━━ SUPPLIED PASSAGE

Happy birthday, Sir Joshua Reynolds!

As Kenwood House celebrates 300th anniversary of the birth of the first President of the Royal Academy, London Blue Badge Tourist Guide, Mark King, takes a quick look at the life and works of Sir Joshua Reynolds.

300 years ago, on 16 July 1723, Joshua Reynolds was born in Plympton, Devon. He later chose a career as an artist and eventually rose to eminence as the first President of the Royal Academy of Arts in 1768, becoming a titanic influence on British painting of the 18th century. He was knighted in 1769.

Sir Joshua Reynolds self-portrait c. 1788. Oil on panel RCIN 400699

Today, some may regard Reynolds’ paintings less favourably than in their day, but the presence of his paintings, print reproductions and writings in the collections of stately homes and galleries across the UK – and internationally – attest to a very successful career (see selected links below).

It is undeniable that his output was prodigious, his techniques were experimental and scholarly, and that at their best his fancy pictures and portraits in the ‘Grand Manner’ celebrate notable – as well as more ordinary – people or themes from contemporary British society. Undeniably, he was a powerful role model and the thoughtful champion of a distinctively British approach to the arts that drew on classical traditions. His legacy is huge.

In this article the focus is on one of the largest single collections of Reynolds’ work – 17 paintings acquired in the late 19th century by Edward Cecil Guinness, 1st Earl of Iveagh. They form a major part of a large, world-class fine art collection Iveagh gifted to the nation a hundred years ago.

Curator and team installing part of the special exhibition at Kenwood House. Copyright Mark King

The Iveagh Bequest is displayed permanently at Kenwood House near Hampstead in north London, where it is managed by English Heritage. With financial support from the Friends of Kenwood, the curatorial team has just unveiled a special 300th anniversary exhibition that shines a valuable spotlight on Lord Iveagh’s favourite artist.

━━━━
━━ MATERIAL PROVIDED

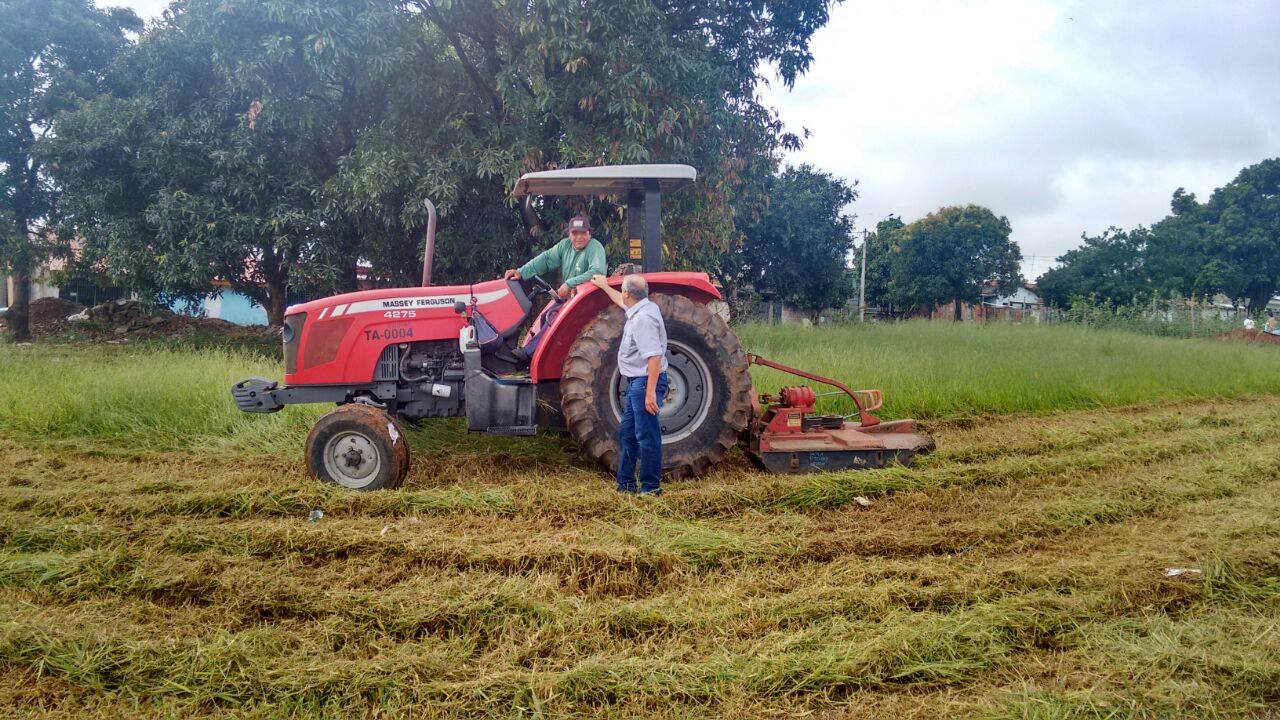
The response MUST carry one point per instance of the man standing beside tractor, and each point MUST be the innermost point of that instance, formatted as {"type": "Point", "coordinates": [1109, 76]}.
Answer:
{"type": "Point", "coordinates": [577, 256]}
{"type": "Point", "coordinates": [643, 365]}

━━━━

# EXERCISE INSTRUCTIONS:
- a) According to the Reynolds birthday article, in what year was Joshua Reynolds knighted?
- b) Retype the passage of the Reynolds birthday article between "Today, some may" and "legacy is huge.", inclusive.

# RESPONSES IN ORDER:
- a) 1769

- b)
Today, some may regard Reynolds’ paintings less favourably than in their day, but the presence of his paintings, print reproductions and writings in the collections of stately homes and galleries across the UK – and internationally – attest to a very successful career (see selected links below).

It is undeniable that his output was prodigious, his techniques were experimental and scholarly, and that at their best his fancy pictures and portraits in the ‘Grand Manner’ celebrate notable – as well as more ordinary – people or themes from contemporary British society. Undeniably, he was a powerful role model and the thoughtful champion of a distinctively British approach to the arts that drew on classical traditions. His legacy is huge.